Rewrite the ASEMUS passage from "The Asia-Europe Museum" up to and including "of mutual interest.", replacing "programmes" with "programs".

__Page excerpt__.
• • • • •

The Asia-Europe Museum Network (ASEMUS) is an international cross-cultural network of museums. The museums in the ASEMUS network are located in Europe and Asia in those countries belonging to ASEM, a forum for dialogue between Europe and Asia sponsored by the European Commission. ASEMUS has two key aims: (a) to promote wider mutual understanding between the peoples of Asia and Europe by means of collaborative programmes of museum-based cultural activity and (b) to stimulate and facilitate the sharing, use and knowledge of museum collections of mutual interest.

Structure
ASEMUS membership is by invitation and open to: (a) all relevant museums of the ASEM countries which meet the ICOM definition of a museum (b) other institutions which are registered or registrable as museums within the ICOM definition by the appropriate national authority, and (c) academic departments in third level educational institutions throughout the ASEM countries which teach museum and heritage studies.

Funding
ASEMUS is the offspring of the ASEF structure and because its funding depends on ASEF, its remit is therefore confined to ASEM countries. ASEF is funded by voluntary contributions from its partner governments and shares the financing of its projects with its civil society partners across Asia and Europe.

Executive committee
Corazon Alvina, Director of the National Museum of the Philippines, Manila, The Philippines
Stéphane Martin, Director of Musée du Quai Branly, Paris, France (Chair)
Michael D. Willis, Curator, Department of Asia, British Museum, London (Deputy Chair)
Ms. Sabina Santaroasa, Director, Cultural Exchange, Asia-Europe Foundation (ASEF) Singapore
Chong Phil Choe, Director of the University Museum, Sejong University, Seoul, Korea (Vice-Chair)

• • • • •

__Recorded data__.
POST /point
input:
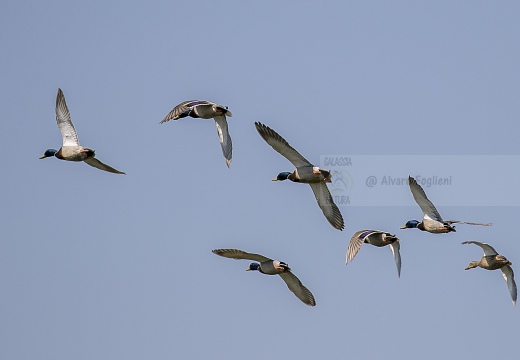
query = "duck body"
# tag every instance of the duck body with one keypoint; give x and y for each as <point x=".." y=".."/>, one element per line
<point x="306" y="173"/>
<point x="432" y="221"/>
<point x="71" y="150"/>
<point x="494" y="261"/>
<point x="376" y="238"/>
<point x="207" y="110"/>
<point x="269" y="266"/>
<point x="430" y="225"/>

• • • • •

__Written answer__.
The Asia-Europe Museum Network (ASEMUS) is an international cross-cultural network of museums. The museums in the ASEMUS network are located in Europe and Asia in those countries belonging to ASEM, a forum for dialogue between Europe and Asia sponsored by the European Commission. ASEMUS has two key aims: (a) to promote wider mutual understanding between the peoples of Asia and Europe by means of collaborative programs of museum-based cultural activity and (b) to stimulate and facilitate the sharing, use and knowledge of museum collections of mutual interest.